EXERCISE AIM
Leaving out every picture, copy the lines of the data exactly, from the first through the line containing "157L663 148L596 161L592".

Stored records
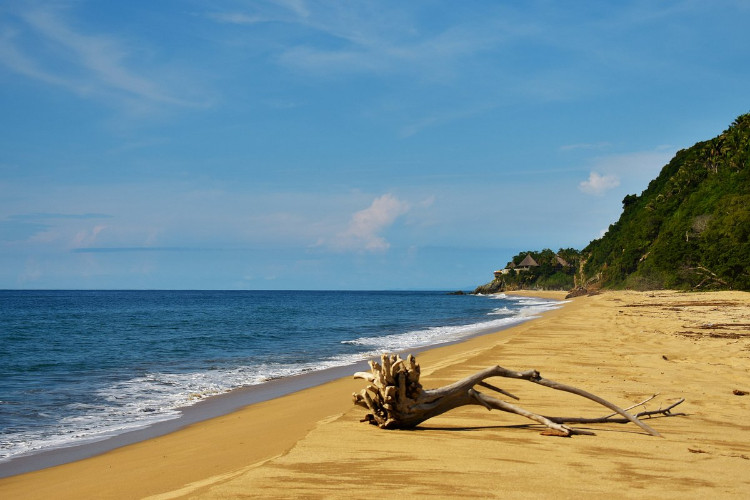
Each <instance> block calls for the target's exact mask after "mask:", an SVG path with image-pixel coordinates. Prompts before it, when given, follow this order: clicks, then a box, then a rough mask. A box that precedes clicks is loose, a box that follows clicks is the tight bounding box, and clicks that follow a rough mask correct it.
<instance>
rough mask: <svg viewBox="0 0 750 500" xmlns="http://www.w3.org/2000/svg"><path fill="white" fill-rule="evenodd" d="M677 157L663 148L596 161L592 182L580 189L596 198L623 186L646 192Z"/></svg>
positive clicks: (587, 179)
mask: <svg viewBox="0 0 750 500" xmlns="http://www.w3.org/2000/svg"><path fill="white" fill-rule="evenodd" d="M673 155H674V151H672V150H666V149H665V148H663V147H661V146H660V147H658V148H657V149H656V150H654V151H636V152H633V153H624V154H617V155H608V156H599V157H596V158H594V159H593V160H592V161H591V166H590V173H589V177H588V179H586V180H584V181H582V182H581V183H580V184H579V185H578V188H579V189H580V190H581V191H582V192H584V193H586V194H591V195H594V196H603V195H604V194H605V193H606V192H607V191H610V190H612V189H614V188H616V187H618V186H620V185H621V184H622V185H623V186H624V187H627V188H628V189H632V188H640V189H645V187H646V185H647V184H648V181H650V180H651V179H653V178H654V177H656V175H658V173H659V171H660V170H661V169H662V167H663V166H664V165H666V164H667V163H668V162H669V160H670V158H671V157H672V156H673Z"/></svg>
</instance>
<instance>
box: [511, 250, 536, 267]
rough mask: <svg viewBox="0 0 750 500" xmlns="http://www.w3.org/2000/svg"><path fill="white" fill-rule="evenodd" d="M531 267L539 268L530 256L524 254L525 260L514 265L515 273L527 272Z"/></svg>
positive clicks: (529, 255)
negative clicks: (519, 271) (524, 255)
mask: <svg viewBox="0 0 750 500" xmlns="http://www.w3.org/2000/svg"><path fill="white" fill-rule="evenodd" d="M532 267H539V264H537V263H536V261H535V260H534V258H533V257H532V256H531V254H530V253H529V254H526V258H525V259H523V260H522V261H521V262H520V263H519V264H517V265H516V270H517V271H528V270H529V269H531V268H532Z"/></svg>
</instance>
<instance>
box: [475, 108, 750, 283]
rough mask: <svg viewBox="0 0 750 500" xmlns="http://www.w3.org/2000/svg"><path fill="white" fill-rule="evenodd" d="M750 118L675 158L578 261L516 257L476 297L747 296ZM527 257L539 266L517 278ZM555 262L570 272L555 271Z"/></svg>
mask: <svg viewBox="0 0 750 500" xmlns="http://www.w3.org/2000/svg"><path fill="white" fill-rule="evenodd" d="M749 165H750V114H745V115H742V116H740V117H739V118H737V119H736V120H735V121H734V123H732V125H731V126H730V127H729V128H728V129H727V130H725V131H724V132H723V133H722V134H721V135H719V136H718V137H715V138H714V139H711V140H709V141H705V142H699V143H698V144H696V145H694V146H693V147H691V148H689V149H684V150H682V151H679V152H678V153H677V154H676V155H675V157H674V158H672V160H671V161H670V162H669V163H668V164H667V165H666V166H665V167H664V168H662V170H661V173H659V176H658V177H657V178H656V179H654V180H653V181H651V182H650V183H649V185H648V188H646V190H645V191H643V192H642V193H641V194H640V196H639V195H635V194H631V195H628V196H626V197H625V198H624V199H623V200H622V206H623V212H622V215H621V216H620V219H619V220H618V221H617V222H615V223H614V224H612V225H610V226H609V229H608V230H607V232H606V233H605V234H604V236H602V237H601V238H599V239H597V240H594V241H592V242H591V243H589V244H588V246H587V247H586V248H584V249H583V250H582V251H581V252H580V253H579V252H577V251H575V250H573V249H566V250H563V249H561V250H559V251H558V253H557V254H555V253H553V252H552V251H551V250H542V251H541V252H534V251H529V252H522V253H520V254H518V255H516V256H515V257H514V258H513V260H512V261H511V262H509V263H508V266H506V269H505V271H503V272H502V273H500V272H498V273H496V276H495V279H494V280H493V281H492V282H490V283H487V284H486V285H482V286H480V287H478V288H477V289H476V290H475V293H492V292H497V291H501V290H514V289H524V288H525V289H530V288H537V289H538V288H543V289H564V288H568V289H569V288H572V287H573V286H576V287H584V288H592V289H594V288H630V289H636V290H650V289H658V288H673V289H690V290H703V289H736V290H750V169H749V168H748V167H749ZM527 255H530V256H531V257H532V258H533V259H535V260H536V261H537V262H538V266H534V267H531V268H526V269H524V270H520V271H516V270H515V266H516V265H518V264H520V263H521V262H522V261H523V259H524V258H525V257H526V256H527ZM555 255H558V256H561V257H563V258H564V259H565V260H566V261H567V262H568V263H569V264H570V265H569V266H562V267H561V266H560V265H558V264H557V263H556V262H555V260H556V259H555Z"/></svg>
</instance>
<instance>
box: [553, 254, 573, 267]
mask: <svg viewBox="0 0 750 500" xmlns="http://www.w3.org/2000/svg"><path fill="white" fill-rule="evenodd" d="M555 262H557V264H558V265H560V266H562V267H570V264H568V261H567V260H565V259H563V258H562V257H560V256H559V255H555Z"/></svg>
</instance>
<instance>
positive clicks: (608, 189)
mask: <svg viewBox="0 0 750 500" xmlns="http://www.w3.org/2000/svg"><path fill="white" fill-rule="evenodd" d="M619 185H620V178H619V177H617V176H616V175H600V174H598V173H596V172H591V173H590V174H589V178H588V180H585V181H581V183H580V184H579V185H578V189H580V190H581V191H583V192H584V193H587V194H593V195H595V196H602V195H603V194H604V193H605V192H607V191H609V190H610V189H614V188H616V187H617V186H619Z"/></svg>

SOLUTION TO THIS PROBLEM
Each <instance> block calls for the target's exact mask after "mask:", an SVG path with image-pixel coordinates. Prompts before it, when given, follow this order: clicks, then a box, then a rough mask. A box that precedes clicks is loose, a box that follows clicks is the tight bounding box, and clicks that follow a rough mask correct it.
<instance>
rough mask: <svg viewBox="0 0 750 500" xmlns="http://www.w3.org/2000/svg"><path fill="white" fill-rule="evenodd" d="M677 157L663 148L596 161L592 182L580 189L596 198L623 186L646 192Z"/></svg>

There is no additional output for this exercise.